* start *

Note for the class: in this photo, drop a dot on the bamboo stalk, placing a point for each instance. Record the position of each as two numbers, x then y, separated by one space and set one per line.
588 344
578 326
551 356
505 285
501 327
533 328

* end *

• Problem to work on:
Reproduce every row above verbatim, keeping the original order and line breaks.

• Exercise response:
Note for the class: in this photo, drop a dot on the bamboo stalk, placing a point for each instance. Record the position of each as two numbers, x then y, separated by one space and set one per line.
588 344
578 326
551 356
505 285
501 327
533 328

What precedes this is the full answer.